* _WORK TO DO_:
(1) According to the excerpt on Penning traps and storage rings, at which three places was it recently shown that octupole excitations are possible? List all of them.
(2) In the excerpt on Penning traps and storage rings, at what institution and in what city is the experimental cooler–storage ring (CSRe) located?
(3) Duplicate the passage of the excerpt on Penning traps and storage rings from "Both approaches reach" to "30 was achieved [50].", word for word.

Both approaches reach the gain by a boost of the cyclotron frequency and hence the excitation frequency ω_RF. This can also be reached by going to higher excitation modes. Typically quadrupole excitations are used, but recently it was demonstrated at the LEBIT facility at MSU/NSCL [47], the SHIPTRAP experiment at GSI [48], and ISOLTRAP [49] that octupole excitations are possible. Moreover, an improvement over conventional excitation and achievable precision of a factor 30 was achieved [50].

Another interesting new development is to enhance the reach of Penning traps at radioactive beam facilities by re-capturing decay products. This opens the door to mass measurements of species which would otherwise not be accessible due to limitations in the production mechanism, ionization, or extraction. This was recently demonstrated at the ISOLTRAP facility [51, 52] and is also planned for the TAMU-TRAP system [53] at Texas A&M University.

The complementary devices to Penning traps for high-precision mass spectrometry on radionuclides are the high-energy heavy-ion storage rings, which are designed to store charged particles at relativistic energies. Presently, there are only two storage ring facilities in the world performing mass measurements of exotic nuclei, the experimental storage ring (ESR) at GSI Helmholtzzentrum für Schwerionenforschung in Darmstadt (Germany) [55] and the experimental cooler–storage ring (CSRe) at the Institute of Modern Physics of the Chinese Academy of Science in Lanzhou (China) [56]. Both rings are installed at facilities with in-flight production of exotic nuclei (for the different production mechanisms of radioactive ion beams see [18]). Similar to the Penning-trap technique, the mass-to-charge ratios (m/q) of the stored ions get related to their revolution frequencies ν according to [57, 58]

$$\begin{equation} \frac{\Delta \nu}{\nu}=-\frac{1}{\gamma_{\mathrm{t}}^2}\frac{\Delta (m/q)}{(m/q)}+\biggr(1-\frac{\gamma}{\gamma_{\mathrm{t}}^2}\biggl)\frac{\Delta v}{v}, \end{equation} \noindent \tag{ 4 }$$

with Δv/v being the velocity spread of the ions, γ the relativistic Lorentz factor and γ_t the transition point of the storage ring, which is constant for a given ion-optical setting of the ring.

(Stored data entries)
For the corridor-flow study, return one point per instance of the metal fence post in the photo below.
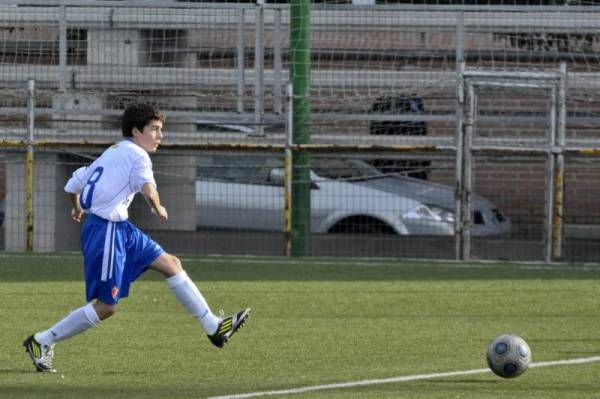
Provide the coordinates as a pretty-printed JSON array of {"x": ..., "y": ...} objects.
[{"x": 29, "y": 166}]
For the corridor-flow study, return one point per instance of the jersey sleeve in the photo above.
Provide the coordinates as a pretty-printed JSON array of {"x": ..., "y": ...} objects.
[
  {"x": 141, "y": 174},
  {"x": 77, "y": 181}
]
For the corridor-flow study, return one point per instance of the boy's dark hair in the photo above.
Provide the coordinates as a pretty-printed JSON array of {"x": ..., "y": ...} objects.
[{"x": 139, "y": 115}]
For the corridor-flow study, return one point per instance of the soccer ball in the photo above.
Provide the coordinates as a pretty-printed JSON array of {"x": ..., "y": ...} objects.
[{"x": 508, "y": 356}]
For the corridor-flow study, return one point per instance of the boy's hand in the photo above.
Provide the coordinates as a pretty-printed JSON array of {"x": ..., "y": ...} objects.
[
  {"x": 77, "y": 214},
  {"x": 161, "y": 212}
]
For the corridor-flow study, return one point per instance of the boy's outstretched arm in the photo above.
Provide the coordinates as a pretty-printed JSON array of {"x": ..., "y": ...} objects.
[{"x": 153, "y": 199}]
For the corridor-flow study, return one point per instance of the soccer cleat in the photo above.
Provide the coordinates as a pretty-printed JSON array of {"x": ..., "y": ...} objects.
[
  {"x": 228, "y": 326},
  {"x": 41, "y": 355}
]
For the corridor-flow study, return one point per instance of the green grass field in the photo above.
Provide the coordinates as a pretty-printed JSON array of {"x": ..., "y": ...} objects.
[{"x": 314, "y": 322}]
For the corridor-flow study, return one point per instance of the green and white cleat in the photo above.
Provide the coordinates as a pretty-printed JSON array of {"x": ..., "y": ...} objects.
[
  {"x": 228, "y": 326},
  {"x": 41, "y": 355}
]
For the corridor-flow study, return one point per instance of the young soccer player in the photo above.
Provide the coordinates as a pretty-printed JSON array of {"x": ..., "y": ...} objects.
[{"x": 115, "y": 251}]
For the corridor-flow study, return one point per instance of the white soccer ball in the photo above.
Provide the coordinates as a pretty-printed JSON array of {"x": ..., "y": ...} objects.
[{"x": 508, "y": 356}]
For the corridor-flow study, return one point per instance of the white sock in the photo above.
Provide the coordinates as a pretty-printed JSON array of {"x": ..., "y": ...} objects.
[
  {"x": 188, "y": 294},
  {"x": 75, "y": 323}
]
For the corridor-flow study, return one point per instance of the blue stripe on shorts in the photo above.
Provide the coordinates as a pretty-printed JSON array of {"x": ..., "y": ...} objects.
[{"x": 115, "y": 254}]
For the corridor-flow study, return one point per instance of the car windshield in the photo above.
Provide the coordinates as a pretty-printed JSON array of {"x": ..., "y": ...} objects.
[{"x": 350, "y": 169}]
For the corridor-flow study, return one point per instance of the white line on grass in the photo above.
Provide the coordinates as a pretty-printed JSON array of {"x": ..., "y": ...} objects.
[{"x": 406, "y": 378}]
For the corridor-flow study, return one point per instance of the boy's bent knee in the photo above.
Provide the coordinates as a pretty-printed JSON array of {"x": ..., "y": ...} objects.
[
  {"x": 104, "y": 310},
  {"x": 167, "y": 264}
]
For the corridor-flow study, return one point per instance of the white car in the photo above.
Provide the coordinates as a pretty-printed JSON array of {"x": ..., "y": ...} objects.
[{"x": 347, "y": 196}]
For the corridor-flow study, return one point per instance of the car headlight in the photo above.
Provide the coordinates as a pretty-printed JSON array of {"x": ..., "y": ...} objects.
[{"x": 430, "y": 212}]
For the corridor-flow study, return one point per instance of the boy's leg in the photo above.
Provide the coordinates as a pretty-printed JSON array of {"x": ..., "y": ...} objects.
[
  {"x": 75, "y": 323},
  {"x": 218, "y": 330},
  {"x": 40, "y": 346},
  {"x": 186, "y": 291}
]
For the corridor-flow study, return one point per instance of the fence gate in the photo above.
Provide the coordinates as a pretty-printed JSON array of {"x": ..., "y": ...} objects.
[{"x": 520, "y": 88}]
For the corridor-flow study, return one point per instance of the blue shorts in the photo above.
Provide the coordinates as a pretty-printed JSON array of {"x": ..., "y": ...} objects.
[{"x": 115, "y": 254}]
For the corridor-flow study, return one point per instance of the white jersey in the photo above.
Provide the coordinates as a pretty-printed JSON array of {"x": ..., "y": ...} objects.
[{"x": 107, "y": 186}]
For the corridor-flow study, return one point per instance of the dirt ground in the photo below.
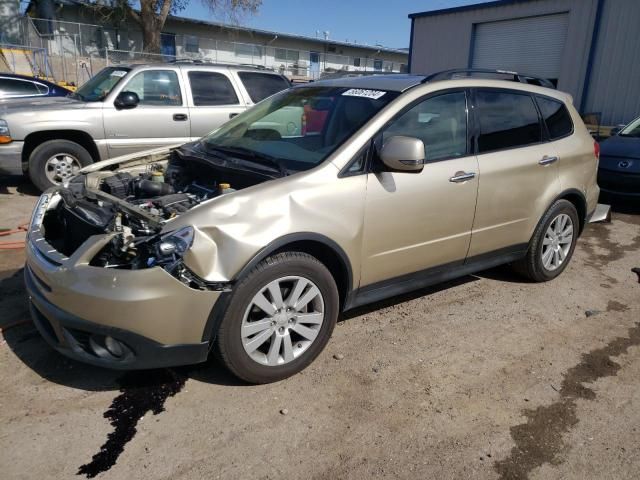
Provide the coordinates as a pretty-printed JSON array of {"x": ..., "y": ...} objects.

* _TASK-BY-TASK ANSWERS_:
(1) The LEBIT facility at MSU/NSCL, the SHIPTRAP experiment at GSI, and ISOLTRAP.

(2) It is at the Institute of Modern Physics of the Chinese Academy of Science in Lanzhou, China.

(3)
Both approaches reach the gain by a boost of the cyclotron frequency and hence the excitation frequency ω_RF. This can also be reached by going to higher excitation modes. Typically quadrupole excitations are used, but recently it was demonstrated at the LEBIT facility at MSU/NSCL [47], the SHIPTRAP experiment at GSI [48], and ISOLTRAP [49] that octupole excitations are possible. Moreover, an improvement over conventional excitation and achievable precision of a factor 30 was achieved [50].